Collected data
──────────────────────────────
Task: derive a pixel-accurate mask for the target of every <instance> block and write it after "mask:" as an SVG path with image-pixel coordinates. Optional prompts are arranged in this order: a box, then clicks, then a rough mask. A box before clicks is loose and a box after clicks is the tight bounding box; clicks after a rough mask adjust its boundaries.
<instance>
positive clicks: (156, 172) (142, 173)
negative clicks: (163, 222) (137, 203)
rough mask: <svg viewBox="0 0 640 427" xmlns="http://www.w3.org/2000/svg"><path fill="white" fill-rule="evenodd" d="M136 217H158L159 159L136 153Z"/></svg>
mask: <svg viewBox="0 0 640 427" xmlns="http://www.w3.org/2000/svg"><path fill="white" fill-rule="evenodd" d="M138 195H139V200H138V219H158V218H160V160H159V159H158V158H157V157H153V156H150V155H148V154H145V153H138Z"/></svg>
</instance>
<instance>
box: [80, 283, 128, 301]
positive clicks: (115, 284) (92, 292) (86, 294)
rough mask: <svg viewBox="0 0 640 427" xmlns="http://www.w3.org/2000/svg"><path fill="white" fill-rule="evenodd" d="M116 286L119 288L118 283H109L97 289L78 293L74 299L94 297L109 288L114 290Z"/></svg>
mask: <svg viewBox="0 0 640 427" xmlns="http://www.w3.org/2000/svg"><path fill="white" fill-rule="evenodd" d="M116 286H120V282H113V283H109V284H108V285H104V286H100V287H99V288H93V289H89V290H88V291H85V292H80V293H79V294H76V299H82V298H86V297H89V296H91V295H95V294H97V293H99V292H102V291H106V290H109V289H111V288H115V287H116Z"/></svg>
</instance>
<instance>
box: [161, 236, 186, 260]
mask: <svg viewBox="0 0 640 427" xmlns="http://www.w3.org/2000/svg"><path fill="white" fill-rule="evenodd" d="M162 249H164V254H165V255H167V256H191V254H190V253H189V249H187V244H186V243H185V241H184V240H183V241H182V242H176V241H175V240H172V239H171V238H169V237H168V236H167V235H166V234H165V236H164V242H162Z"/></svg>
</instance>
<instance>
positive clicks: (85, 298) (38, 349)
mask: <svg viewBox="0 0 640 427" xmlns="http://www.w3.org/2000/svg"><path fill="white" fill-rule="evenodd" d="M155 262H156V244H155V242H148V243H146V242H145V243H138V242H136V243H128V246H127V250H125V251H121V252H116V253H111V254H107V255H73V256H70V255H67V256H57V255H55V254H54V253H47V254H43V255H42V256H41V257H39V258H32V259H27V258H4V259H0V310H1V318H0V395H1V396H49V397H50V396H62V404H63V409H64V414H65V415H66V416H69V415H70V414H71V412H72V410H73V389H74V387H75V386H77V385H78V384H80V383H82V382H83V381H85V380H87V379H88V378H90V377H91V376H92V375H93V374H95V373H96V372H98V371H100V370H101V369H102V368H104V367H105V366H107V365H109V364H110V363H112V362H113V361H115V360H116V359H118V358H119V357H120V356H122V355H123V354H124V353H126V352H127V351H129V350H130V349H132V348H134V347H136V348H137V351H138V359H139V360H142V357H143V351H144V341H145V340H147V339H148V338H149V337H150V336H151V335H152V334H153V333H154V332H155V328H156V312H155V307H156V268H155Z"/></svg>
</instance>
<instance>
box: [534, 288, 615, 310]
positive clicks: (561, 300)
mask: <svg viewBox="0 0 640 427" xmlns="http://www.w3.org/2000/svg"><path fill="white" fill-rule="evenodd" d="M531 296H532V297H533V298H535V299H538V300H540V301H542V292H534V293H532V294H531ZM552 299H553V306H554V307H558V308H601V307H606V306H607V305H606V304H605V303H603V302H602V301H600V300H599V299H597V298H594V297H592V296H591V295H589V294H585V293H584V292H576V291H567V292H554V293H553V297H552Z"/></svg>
──────────────────────────────
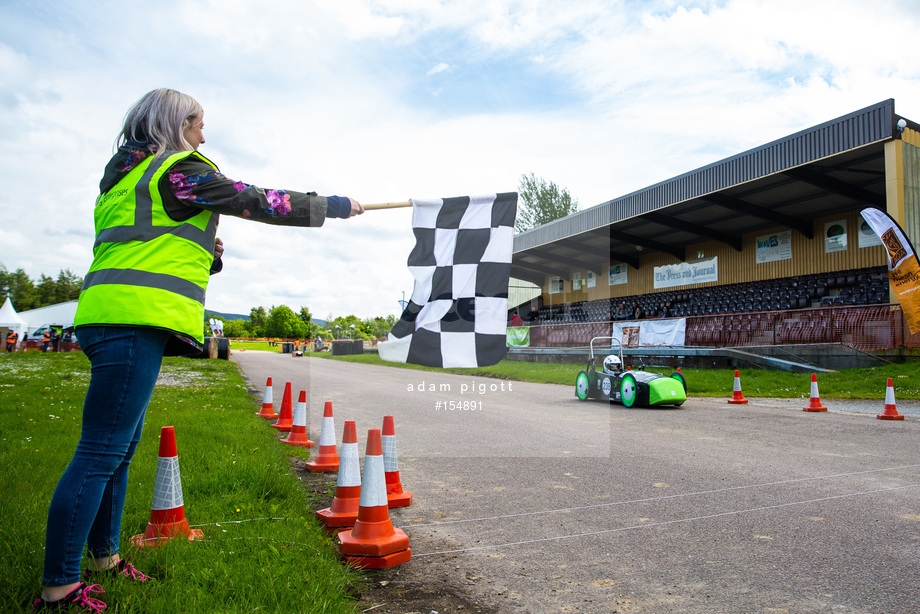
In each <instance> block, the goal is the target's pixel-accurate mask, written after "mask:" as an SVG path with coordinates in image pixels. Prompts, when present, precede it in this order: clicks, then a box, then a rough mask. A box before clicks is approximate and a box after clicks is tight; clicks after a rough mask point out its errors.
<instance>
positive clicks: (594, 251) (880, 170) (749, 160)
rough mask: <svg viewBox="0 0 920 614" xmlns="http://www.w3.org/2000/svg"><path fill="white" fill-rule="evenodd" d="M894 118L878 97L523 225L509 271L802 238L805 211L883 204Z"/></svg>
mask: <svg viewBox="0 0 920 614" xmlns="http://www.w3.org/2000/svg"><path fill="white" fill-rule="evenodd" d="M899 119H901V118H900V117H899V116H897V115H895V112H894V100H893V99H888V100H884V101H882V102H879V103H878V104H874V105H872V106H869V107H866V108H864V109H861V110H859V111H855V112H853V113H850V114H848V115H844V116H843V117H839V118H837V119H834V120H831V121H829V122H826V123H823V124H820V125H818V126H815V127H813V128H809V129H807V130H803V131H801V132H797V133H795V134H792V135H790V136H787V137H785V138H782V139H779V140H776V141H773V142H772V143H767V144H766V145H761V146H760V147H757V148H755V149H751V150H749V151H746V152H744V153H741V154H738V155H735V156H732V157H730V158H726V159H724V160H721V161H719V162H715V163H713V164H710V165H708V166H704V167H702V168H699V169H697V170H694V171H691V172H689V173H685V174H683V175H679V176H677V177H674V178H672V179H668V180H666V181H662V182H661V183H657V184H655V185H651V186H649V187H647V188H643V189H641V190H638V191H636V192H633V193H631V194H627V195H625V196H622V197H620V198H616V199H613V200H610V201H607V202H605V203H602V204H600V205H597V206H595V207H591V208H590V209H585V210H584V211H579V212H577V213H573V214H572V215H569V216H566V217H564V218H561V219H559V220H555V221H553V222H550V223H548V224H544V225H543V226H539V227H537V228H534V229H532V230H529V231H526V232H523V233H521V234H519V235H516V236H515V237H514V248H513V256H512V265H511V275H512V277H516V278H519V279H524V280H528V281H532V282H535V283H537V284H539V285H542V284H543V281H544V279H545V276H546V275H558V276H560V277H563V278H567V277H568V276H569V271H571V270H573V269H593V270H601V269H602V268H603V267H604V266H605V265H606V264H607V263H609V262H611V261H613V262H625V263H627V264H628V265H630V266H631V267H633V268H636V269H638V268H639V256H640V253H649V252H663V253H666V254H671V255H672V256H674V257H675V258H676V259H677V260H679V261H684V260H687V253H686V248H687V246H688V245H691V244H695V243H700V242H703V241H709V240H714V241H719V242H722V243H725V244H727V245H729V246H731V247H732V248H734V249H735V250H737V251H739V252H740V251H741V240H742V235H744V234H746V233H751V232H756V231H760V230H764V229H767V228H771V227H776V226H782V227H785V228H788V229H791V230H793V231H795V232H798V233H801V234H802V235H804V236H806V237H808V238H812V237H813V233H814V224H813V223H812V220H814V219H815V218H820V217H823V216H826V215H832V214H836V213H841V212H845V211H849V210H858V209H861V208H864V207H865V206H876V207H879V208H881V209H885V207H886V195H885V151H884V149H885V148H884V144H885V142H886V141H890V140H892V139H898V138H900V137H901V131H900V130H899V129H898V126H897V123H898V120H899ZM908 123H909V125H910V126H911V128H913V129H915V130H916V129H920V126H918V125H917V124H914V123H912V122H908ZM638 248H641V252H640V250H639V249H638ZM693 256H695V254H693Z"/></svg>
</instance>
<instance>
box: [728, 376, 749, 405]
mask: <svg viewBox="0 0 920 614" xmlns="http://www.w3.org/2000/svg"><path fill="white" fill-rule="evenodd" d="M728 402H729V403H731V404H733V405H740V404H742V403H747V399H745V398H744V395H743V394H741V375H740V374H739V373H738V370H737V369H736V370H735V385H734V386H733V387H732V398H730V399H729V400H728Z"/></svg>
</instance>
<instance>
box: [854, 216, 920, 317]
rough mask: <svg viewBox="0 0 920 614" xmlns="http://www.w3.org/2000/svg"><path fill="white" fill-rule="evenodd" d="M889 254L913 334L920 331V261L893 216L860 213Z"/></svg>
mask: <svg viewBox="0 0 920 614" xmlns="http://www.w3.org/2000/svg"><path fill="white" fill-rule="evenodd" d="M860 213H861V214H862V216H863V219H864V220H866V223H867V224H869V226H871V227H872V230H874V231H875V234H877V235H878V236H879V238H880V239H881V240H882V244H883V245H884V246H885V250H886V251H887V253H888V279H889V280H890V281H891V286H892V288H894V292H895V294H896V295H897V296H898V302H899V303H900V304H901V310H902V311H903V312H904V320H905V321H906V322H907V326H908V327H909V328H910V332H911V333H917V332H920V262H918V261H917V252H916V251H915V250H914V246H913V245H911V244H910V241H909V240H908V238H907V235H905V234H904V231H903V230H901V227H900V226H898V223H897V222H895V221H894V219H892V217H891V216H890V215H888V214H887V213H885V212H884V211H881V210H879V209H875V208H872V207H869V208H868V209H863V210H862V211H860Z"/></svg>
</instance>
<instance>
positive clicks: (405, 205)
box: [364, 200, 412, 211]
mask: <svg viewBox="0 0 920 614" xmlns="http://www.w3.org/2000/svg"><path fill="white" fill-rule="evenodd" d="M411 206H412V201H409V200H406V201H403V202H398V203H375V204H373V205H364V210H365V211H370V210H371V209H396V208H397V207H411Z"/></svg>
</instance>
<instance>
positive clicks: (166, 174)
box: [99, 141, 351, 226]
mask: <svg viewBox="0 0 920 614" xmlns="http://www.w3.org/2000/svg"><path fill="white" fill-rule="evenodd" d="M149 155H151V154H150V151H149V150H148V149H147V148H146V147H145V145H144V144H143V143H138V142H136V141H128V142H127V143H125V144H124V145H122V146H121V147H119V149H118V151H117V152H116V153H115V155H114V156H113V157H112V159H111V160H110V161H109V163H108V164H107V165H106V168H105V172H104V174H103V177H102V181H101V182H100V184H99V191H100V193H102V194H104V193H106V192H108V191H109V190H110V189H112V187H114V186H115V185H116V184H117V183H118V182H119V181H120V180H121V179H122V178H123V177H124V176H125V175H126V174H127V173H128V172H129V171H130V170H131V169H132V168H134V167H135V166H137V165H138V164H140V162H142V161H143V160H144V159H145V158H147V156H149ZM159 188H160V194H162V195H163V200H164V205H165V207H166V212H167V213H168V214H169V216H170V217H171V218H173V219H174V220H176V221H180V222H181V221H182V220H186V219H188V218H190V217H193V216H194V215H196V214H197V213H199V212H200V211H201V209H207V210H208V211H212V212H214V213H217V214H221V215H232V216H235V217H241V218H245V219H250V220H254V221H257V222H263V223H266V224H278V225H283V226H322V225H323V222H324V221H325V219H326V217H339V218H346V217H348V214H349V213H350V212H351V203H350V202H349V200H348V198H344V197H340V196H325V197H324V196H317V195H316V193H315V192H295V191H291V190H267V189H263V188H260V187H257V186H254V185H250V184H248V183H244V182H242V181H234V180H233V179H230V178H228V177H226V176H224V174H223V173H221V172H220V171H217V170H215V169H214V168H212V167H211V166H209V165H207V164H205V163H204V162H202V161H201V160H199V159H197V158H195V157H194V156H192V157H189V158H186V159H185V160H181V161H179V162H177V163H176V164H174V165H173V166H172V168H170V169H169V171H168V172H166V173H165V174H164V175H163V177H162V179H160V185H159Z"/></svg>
──────────────────────────────
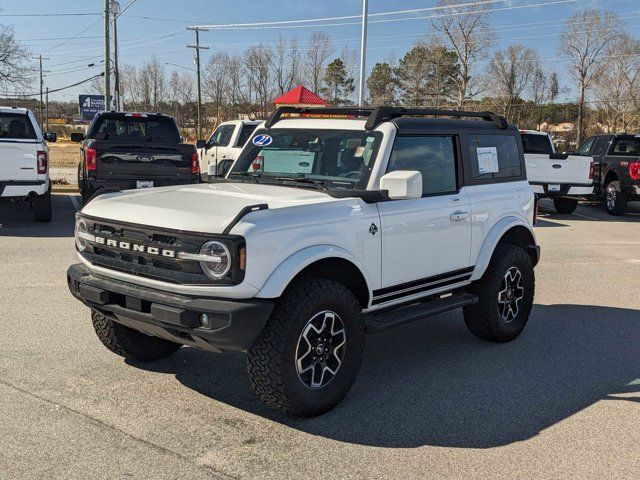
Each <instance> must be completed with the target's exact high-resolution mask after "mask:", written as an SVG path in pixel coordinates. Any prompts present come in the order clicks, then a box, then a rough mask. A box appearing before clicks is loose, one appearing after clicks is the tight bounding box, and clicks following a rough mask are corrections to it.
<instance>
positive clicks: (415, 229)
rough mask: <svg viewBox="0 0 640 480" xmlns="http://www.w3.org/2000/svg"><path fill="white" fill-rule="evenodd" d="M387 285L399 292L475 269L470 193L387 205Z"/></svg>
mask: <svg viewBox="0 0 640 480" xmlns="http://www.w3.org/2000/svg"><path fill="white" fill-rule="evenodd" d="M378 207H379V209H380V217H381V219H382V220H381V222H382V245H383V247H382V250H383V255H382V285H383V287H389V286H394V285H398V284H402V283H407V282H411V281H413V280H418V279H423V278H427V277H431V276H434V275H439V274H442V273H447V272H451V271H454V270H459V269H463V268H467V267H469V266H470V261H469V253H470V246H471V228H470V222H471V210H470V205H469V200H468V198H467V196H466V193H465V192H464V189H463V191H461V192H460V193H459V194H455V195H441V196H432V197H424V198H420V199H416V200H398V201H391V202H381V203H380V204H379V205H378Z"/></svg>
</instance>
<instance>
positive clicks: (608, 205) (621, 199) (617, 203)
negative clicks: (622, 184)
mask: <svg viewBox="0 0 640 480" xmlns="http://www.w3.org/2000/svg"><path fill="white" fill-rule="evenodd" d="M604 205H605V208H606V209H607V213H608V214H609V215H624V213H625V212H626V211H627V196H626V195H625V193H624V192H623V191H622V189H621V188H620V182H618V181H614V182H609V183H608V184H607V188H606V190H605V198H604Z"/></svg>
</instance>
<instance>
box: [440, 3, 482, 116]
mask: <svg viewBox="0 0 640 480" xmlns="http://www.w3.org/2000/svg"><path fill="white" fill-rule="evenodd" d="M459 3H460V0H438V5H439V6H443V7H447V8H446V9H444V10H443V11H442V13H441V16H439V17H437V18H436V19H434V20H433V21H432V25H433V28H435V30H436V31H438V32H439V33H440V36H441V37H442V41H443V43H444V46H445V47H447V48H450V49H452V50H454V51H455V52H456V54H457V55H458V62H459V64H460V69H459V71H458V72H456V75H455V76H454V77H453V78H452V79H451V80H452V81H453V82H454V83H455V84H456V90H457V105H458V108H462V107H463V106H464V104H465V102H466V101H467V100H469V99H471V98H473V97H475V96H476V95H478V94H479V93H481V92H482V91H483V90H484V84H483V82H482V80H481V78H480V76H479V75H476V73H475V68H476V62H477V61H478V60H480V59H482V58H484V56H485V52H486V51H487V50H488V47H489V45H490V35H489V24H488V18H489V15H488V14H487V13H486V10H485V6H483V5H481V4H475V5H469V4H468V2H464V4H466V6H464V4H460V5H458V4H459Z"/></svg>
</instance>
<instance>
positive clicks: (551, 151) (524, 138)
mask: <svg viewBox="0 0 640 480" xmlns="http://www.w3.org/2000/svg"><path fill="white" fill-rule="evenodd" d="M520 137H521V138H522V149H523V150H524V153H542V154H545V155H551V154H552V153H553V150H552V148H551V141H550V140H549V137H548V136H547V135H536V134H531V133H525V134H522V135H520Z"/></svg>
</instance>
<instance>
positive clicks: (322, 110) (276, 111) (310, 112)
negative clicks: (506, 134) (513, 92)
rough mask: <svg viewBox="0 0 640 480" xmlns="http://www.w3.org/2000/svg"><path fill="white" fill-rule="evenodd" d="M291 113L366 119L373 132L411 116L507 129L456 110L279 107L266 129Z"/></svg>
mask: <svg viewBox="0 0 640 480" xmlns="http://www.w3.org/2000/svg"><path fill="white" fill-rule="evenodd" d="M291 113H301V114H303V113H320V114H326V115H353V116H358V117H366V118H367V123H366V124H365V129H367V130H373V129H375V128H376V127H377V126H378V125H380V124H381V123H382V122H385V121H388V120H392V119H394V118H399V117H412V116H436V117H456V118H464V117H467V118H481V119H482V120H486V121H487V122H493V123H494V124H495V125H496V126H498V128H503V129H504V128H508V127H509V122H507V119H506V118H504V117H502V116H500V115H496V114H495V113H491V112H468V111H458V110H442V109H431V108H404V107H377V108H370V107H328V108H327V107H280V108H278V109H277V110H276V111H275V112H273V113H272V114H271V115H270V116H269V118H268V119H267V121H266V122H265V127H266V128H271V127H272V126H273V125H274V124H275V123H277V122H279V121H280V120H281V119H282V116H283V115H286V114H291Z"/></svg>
──────────────────────────────
→ WORK INSTRUCTIONS: Each line in the entries above, starting at the line with "Task: derive a" and ending at the line with "negative clicks: (163, 222) (137, 203)", is to be printed exactly, and only those lines.

→ WRITTEN REPLY:
Task: derive a pixel-accurate mask for the target of every <instance> block and write it after "mask:" as an SVG path with image-pixel coordinates. Optional prompts are arranged in this order: a box, then clicks, then a rough mask. A box before clicks is loose and a box after clicks is the tight bounding box; clicks after a rough mask adjust its boundaries.
<instance>
positive clicks: (156, 172) (142, 173)
negative clicks: (163, 222) (137, 203)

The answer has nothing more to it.